**Job 1:** Count the lines of the listing below that contain the string "window", treating case as significant, and reply with that number alone.

**Document extract:**
Ange Hardy talks about The Lament Of The Black Sheep

Posted by Mike Ainscoe 29 September 2014

Lament Of The Black Sheep, the new album by Somerset folk singer Ange Hardy has been causing quite a stir in folk circles. Receiving universally positive reviews it’s a piece of work which shows a remarkable talent in portraying her world in song. We managed to catch the FATEA Female Vocalist of the Year straight off the back of the album launch gig and took the opportunity to probe a little deeper into her thinking about the record.

You’ve said that that Bare Foot Folk was about stripping things back to the roots, yet ’Lament of the Black Sheep’ is about "exploring the surrounding soil." Can you tell us want you meant by that?

Bare Foot Folk was something I recorded so that I would have an album that represented me as a live artist, because my first album Windmills & Wishes didn’t, and it was also a real attempt to bring all my songs together as “folk music”. That was what I meant about stripping everything back to the roots. I’d always been writing folk music, I just didn’t realise that was what it was.

When Bare Foot Folk started getting picked up by reviewers and folk radio stations I began to immerse myself in the folk world. I discovered a huge array of artists I’d never heard of. I’ll be honest, when I recorded Bare Foot Folk I think the only folk music I’d ever heard were Kate Rusby & Kathryn Roberts, and a few traditional folk songs at open mic nights. Kate Rusby was the only artist I’d ever seen perform live outside an open mic setting.

By the time I decided to write The Lament of The Black Sheep I’d been to dozens of concerts, spent a small fortune on albums, and listened to more folk radio shows that I would ever have believed existed. In one sense, that’s what I meant by “exploring the surrounding soil”. I immersed myself in folk culture, and I think the album reflects that. I also didn’t feel like it had to be as stripped back as Bare Foot Folk, so I had the opportunity to explore some more diverse musical arrangements.

Also, in a more literal sense, the songs on the album all carry a common theme of local farming heritage and of working the land. They are all songs that explore the stories found in the soil of West Somerset.

What comes across strongly in the album is its personal nature. Does delving quite deep into yourself like that feel almost confessional?

Music has always been my counsellor, and it’s through writing and sharing that I’ve been able to move on in my life. All real music is personal, and all musicians expose part of their soul. I don’t really know how people who don’t write songs cope with things!

Do you get people telling you about how any songs in particular have some real meaning or relevance to them?

Yes, they do, and I’m so grateful that people take the time after a gig to come and tell me.

I think people hear what they want to hear or need to hear in songs. Everything is always heard through the ears of your own experience. That’s something that makes music really special.

On the new album I think it’s “The Raising and The Letting Go” that has had the most diverse reaction, some (including me) hear it as a song about a mother raising her children well... some hear it in completely the opposite light.

**Material for the task:**
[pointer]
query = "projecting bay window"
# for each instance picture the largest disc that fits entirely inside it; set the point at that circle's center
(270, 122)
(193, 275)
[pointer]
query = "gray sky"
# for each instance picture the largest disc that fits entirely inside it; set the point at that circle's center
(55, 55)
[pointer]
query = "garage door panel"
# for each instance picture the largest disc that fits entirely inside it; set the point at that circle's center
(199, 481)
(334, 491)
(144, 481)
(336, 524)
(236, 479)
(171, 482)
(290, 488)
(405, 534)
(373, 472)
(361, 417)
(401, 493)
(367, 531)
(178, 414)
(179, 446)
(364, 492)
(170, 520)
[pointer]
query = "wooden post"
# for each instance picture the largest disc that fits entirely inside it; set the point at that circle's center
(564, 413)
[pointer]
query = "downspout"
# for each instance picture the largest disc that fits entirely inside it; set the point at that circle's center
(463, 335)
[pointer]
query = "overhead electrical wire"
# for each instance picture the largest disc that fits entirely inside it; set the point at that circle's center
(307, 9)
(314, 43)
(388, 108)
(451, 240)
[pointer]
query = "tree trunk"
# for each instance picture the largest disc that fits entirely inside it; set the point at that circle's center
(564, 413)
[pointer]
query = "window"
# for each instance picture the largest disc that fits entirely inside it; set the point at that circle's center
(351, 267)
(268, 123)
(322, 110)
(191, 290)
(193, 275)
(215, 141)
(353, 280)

**Job 2:** Reproduce the Ange Hardy interview above, starting with "When Bare Foot" and going on through "open mic setting.", substituting "critics" for "reviewers".

**Task response 1:** 2

**Task response 2:**
When Bare Foot Folk started getting picked up by critics and folk radio stations I began to immerse myself in the folk world. I discovered a huge array of artists I’d never heard of. I’ll be honest, when I recorded Bare Foot Folk I think the only folk music I’d ever heard were Kate Rusby & Kathryn Roberts, and a few traditional folk songs at open mic nights. Kate Rusby was the only artist I’d ever seen perform live outside an open mic setting.